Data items
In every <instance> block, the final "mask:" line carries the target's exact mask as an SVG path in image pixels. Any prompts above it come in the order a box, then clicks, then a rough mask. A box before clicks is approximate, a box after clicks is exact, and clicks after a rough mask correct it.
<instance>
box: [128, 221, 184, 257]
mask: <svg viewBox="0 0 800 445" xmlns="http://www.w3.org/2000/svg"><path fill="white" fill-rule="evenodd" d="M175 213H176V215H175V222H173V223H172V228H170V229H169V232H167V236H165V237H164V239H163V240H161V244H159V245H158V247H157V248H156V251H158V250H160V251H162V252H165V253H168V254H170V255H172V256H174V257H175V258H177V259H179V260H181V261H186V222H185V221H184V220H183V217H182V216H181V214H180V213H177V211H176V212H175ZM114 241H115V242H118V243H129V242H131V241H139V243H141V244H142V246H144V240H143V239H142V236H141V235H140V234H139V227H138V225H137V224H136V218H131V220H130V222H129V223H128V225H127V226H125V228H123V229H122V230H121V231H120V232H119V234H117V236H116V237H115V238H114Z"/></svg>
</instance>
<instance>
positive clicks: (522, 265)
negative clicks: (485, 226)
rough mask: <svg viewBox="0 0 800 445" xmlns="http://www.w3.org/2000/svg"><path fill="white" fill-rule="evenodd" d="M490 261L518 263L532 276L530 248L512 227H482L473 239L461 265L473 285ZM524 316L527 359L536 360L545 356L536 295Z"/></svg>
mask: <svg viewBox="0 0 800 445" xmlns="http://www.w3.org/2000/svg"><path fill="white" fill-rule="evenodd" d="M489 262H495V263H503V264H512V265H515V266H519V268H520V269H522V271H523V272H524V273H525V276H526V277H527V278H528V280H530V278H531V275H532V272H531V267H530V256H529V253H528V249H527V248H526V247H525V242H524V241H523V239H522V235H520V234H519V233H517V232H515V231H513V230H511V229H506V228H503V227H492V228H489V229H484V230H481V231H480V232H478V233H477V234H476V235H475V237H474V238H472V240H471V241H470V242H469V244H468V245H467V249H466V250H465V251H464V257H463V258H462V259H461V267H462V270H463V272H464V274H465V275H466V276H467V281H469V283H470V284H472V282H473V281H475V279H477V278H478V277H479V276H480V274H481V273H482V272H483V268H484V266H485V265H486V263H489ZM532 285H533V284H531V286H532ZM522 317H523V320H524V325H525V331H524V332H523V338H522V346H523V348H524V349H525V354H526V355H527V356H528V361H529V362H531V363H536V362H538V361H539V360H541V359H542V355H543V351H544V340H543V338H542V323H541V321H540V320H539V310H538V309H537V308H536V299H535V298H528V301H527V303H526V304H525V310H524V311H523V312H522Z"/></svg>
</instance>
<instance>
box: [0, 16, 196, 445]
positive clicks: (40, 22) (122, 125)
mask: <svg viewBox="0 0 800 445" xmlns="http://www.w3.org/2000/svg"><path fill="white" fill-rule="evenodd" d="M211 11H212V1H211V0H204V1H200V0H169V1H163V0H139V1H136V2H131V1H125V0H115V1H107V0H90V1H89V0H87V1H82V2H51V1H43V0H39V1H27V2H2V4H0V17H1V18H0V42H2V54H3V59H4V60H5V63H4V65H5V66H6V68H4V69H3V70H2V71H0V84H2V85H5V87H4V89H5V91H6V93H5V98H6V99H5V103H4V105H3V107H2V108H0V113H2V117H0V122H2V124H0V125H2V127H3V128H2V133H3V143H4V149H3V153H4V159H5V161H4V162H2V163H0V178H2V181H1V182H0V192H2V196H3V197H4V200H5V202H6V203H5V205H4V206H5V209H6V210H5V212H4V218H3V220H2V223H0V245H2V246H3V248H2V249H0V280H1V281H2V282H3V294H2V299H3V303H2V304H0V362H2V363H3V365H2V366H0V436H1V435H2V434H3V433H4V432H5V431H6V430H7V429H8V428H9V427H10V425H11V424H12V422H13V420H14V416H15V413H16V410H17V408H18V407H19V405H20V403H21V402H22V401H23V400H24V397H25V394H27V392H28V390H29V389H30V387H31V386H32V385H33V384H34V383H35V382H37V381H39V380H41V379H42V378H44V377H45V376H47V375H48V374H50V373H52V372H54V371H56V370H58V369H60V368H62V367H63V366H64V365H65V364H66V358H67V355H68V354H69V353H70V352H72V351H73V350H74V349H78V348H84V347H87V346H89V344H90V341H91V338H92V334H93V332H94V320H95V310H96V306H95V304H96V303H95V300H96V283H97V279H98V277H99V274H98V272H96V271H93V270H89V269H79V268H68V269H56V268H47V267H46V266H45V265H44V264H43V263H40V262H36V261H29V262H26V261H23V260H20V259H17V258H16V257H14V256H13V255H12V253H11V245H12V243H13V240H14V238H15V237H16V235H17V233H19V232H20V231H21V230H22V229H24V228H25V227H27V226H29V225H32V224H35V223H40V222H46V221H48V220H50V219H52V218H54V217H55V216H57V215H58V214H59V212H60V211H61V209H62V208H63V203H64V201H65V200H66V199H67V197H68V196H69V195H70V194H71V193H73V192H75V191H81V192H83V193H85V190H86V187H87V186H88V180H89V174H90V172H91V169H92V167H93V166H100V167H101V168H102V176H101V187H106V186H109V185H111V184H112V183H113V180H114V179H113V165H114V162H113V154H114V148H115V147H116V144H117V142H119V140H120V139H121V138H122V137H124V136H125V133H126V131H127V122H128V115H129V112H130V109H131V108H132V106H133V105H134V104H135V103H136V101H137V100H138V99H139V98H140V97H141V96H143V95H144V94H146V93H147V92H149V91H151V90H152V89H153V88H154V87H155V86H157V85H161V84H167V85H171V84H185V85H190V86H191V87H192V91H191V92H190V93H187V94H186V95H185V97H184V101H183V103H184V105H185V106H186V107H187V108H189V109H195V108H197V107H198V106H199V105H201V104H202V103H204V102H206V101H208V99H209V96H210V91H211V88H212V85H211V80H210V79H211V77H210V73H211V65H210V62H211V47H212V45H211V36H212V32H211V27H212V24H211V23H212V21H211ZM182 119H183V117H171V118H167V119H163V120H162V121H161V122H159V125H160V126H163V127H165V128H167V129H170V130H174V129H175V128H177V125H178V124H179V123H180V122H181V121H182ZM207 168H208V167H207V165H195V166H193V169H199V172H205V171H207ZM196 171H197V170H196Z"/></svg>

**Task goal**
Line by line, retype all of the records exactly.

**Exercise answer**
In every <instance> block, the final "mask:" line carries the target's exact mask as an SVG path in image pixels. Any prompts above it come in the order a box, then clicks, then a rough mask. A box before clicks is approximate, a box after clicks is exact, and clicks after a rough mask correct it.
<instance>
box: [128, 221, 184, 257]
mask: <svg viewBox="0 0 800 445" xmlns="http://www.w3.org/2000/svg"><path fill="white" fill-rule="evenodd" d="M175 213H176V215H175V222H173V223H172V228H170V229H169V232H167V236H165V237H164V239H163V240H161V244H159V245H158V247H157V248H156V251H158V250H160V251H162V252H165V253H168V254H170V255H172V256H174V257H175V258H177V259H179V260H181V261H186V222H185V221H184V220H183V217H182V216H181V214H180V213H177V211H176V212H175ZM114 241H115V242H118V243H129V242H131V241H139V243H141V244H142V246H144V240H143V239H142V236H141V235H140V234H139V227H138V225H137V224H136V218H131V220H130V222H129V223H128V225H127V226H125V228H123V229H122V230H121V231H120V232H119V234H117V236H116V237H115V238H114Z"/></svg>
</instance>
<instance>
positive clicks: (522, 265)
negative clicks: (485, 226)
rough mask: <svg viewBox="0 0 800 445" xmlns="http://www.w3.org/2000/svg"><path fill="white" fill-rule="evenodd" d="M490 261L518 263L532 276L530 248L512 227H482L473 239L461 265L473 285ZM524 316L527 359L536 360L545 356L536 295Z"/></svg>
mask: <svg viewBox="0 0 800 445" xmlns="http://www.w3.org/2000/svg"><path fill="white" fill-rule="evenodd" d="M489 262H495V263H503V264H512V265H515V266H519V268H520V269H522V271H523V272H524V273H525V276H526V277H527V278H528V280H530V278H531V275H532V272H531V267H530V256H529V253H528V249H527V248H526V247H525V242H524V241H523V239H522V235H520V234H519V233H517V232H515V231H513V230H511V229H506V228H503V227H492V228H489V229H484V230H481V231H480V232H478V233H477V234H476V235H475V237H474V238H472V240H471V241H470V242H469V244H468V245H467V249H466V250H465V251H464V257H463V258H462V259H461V267H462V270H463V272H464V274H465V275H466V276H467V281H469V283H470V284H472V282H473V281H475V279H477V278H478V277H479V276H480V274H481V273H482V272H483V268H484V266H485V265H486V263H489ZM532 285H533V284H531V286H532ZM522 317H523V320H524V325H525V331H524V332H523V338H522V346H523V348H524V349H525V354H526V355H527V356H528V361H529V362H531V363H536V362H538V361H539V360H541V359H542V355H543V351H544V340H543V338H542V323H541V321H540V320H539V310H538V309H537V308H536V299H535V298H528V301H527V303H526V304H525V310H524V311H523V312H522Z"/></svg>
</instance>
<instance>
box: [0, 16, 196, 445]
positive clicks: (40, 22) (122, 125)
mask: <svg viewBox="0 0 800 445" xmlns="http://www.w3.org/2000/svg"><path fill="white" fill-rule="evenodd" d="M211 11H212V1H211V0H204V1H200V0H169V1H163V0H139V1H136V2H131V1H125V0H115V1H107V0H90V1H89V0H87V1H82V2H51V1H43V0H39V1H27V2H2V4H0V17H1V18H0V42H2V54H3V59H4V60H5V63H4V65H5V66H6V68H4V69H3V70H2V71H0V84H2V85H5V87H4V89H5V91H6V93H5V98H6V99H5V103H4V105H3V107H2V108H0V113H2V117H0V122H2V124H0V125H2V127H3V128H2V133H3V143H4V149H3V153H4V159H5V161H4V162H2V163H0V178H2V181H1V182H0V192H2V196H3V197H4V200H5V202H6V203H5V205H4V206H5V209H6V210H5V212H4V218H3V220H2V223H0V245H2V246H3V248H2V249H0V280H1V281H2V282H3V294H2V299H3V303H2V304H0V362H2V363H3V365H2V366H0V436H1V435H2V434H3V433H4V432H5V431H6V430H7V429H8V428H9V427H10V425H11V424H12V422H13V420H14V416H15V413H16V410H17V408H18V407H19V405H20V403H21V402H22V401H23V400H24V397H25V394H27V392H28V390H29V389H30V387H31V386H32V385H33V384H34V383H35V382H37V381H39V380H41V379H42V378H44V377H45V376H47V375H48V374H50V373H52V372H54V371H56V370H58V369H60V368H62V367H63V366H64V365H65V364H66V358H67V355H68V354H69V353H70V352H72V351H73V350H74V349H78V348H84V347H87V346H89V344H90V341H91V338H92V334H93V332H94V320H95V310H96V306H95V304H96V303H95V300H96V283H97V279H98V277H99V274H98V272H96V271H93V270H89V269H79V268H68V269H56V268H47V267H46V266H45V265H44V264H43V263H40V262H36V261H29V262H26V261H23V260H20V259H17V258H16V257H14V256H13V255H12V253H11V245H12V243H13V240H14V238H15V237H16V235H17V233H19V232H20V231H21V230H22V229H24V228H25V227H27V226H29V225H32V224H35V223H40V222H46V221H48V220H50V219H52V218H54V217H55V216H57V215H58V214H59V212H60V211H61V209H62V208H63V203H64V201H65V200H66V199H67V197H68V196H69V195H70V194H71V193H73V192H75V191H81V192H83V193H85V190H86V187H87V186H88V180H89V174H90V172H91V169H92V167H93V166H100V167H101V168H102V176H101V187H106V186H109V185H111V184H112V183H113V180H114V179H113V165H114V162H113V154H114V148H115V147H116V144H117V142H119V140H120V139H121V138H122V137H124V136H125V133H126V131H127V122H128V115H129V112H130V109H131V108H132V106H133V105H134V104H135V103H136V101H137V100H138V99H139V98H140V97H141V96H143V95H144V94H146V93H147V92H149V91H151V90H152V89H153V88H154V87H155V86H157V85H161V84H167V85H171V84H185V85H190V86H191V87H192V91H191V92H190V93H187V94H186V95H185V97H184V101H183V103H184V105H185V106H186V107H187V108H189V109H195V108H197V107H198V106H199V105H201V104H202V103H204V102H206V101H208V99H209V96H210V91H211V88H212V85H211V80H210V79H211V77H210V73H211V65H210V62H211V47H212V45H211V36H212V32H211V27H212V24H211V23H212V21H211ZM182 119H183V117H171V118H167V119H163V120H162V121H161V122H159V125H160V126H163V127H165V128H167V129H170V130H174V129H175V128H177V125H178V124H179V123H180V122H181V121H182ZM207 168H208V167H207V165H195V166H193V169H199V172H205V171H207ZM196 171H197V170H196Z"/></svg>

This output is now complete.